— begin —
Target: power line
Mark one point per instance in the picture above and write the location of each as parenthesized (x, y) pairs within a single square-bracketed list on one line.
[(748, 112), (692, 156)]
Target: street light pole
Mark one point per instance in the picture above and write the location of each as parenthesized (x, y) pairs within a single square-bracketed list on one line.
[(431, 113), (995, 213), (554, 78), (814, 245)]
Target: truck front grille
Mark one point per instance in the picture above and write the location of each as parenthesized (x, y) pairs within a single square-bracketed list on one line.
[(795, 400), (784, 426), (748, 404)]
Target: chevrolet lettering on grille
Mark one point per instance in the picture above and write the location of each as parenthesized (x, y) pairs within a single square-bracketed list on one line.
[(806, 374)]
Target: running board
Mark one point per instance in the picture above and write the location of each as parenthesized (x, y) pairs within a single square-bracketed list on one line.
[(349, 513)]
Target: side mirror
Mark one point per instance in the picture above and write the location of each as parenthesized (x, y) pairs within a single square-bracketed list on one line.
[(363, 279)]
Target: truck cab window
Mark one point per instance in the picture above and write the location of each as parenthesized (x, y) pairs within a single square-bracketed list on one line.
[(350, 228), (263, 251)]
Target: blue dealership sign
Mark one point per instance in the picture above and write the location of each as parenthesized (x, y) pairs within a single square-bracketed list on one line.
— end —
_Your goal_. Can you turn all of the material above into a numbered list, one entry per line, leaving out any blank lines?

_Result of this task_.
1. Target: power line
2. Mark one point per instance in the picture above and write the location of each as parenthesized (x, y) pairs within a single square-bracketed list on one line.
3. [(748, 112), (692, 156)]
4. Target: street light pole
5. Mark one point per instance in the picture above and write the location of each as parenthesized (x, y) pairs within a single square-bracketed list on one line.
6. [(431, 113), (995, 213), (554, 78), (814, 245)]
7. Target: truck front grille
8. Mark one point per instance in the picture above and write the location of each as parenthesized (x, y) pairs within a single square-bracketed list on one line.
9. [(795, 400), (784, 426), (748, 404)]
10. Target: chevrolet lettering on grille
11. Mark one point per instance in the picture above and write the location of each as parenthesized (x, y) pairs within a single square-bracketed list on one line.
12. [(806, 374)]
13. Target: running board
14. Mark one point per instance in the picture above and write the location of each as parenthesized (x, y) pairs within a single square-bracketed list on one line.
15. [(349, 513)]
16. Target: side mirror
17. Mark one point per instance in the picture above and write the location of each as parenthesized (x, y) pairs within a single square-bracketed list on one line.
18. [(363, 279)]
19. Target: truck cab window
20. Mark one point per instance in the picture above and write the location of each as parenthesized (x, y) pairs within a single square-bracketed list on one line.
21. [(350, 228), (263, 251)]
22. Target: blue dealership sign
23. Mark one point per instance in the picture above and write the location of each as parenthesized (x, y) pairs within a single square-bracketed list on one line.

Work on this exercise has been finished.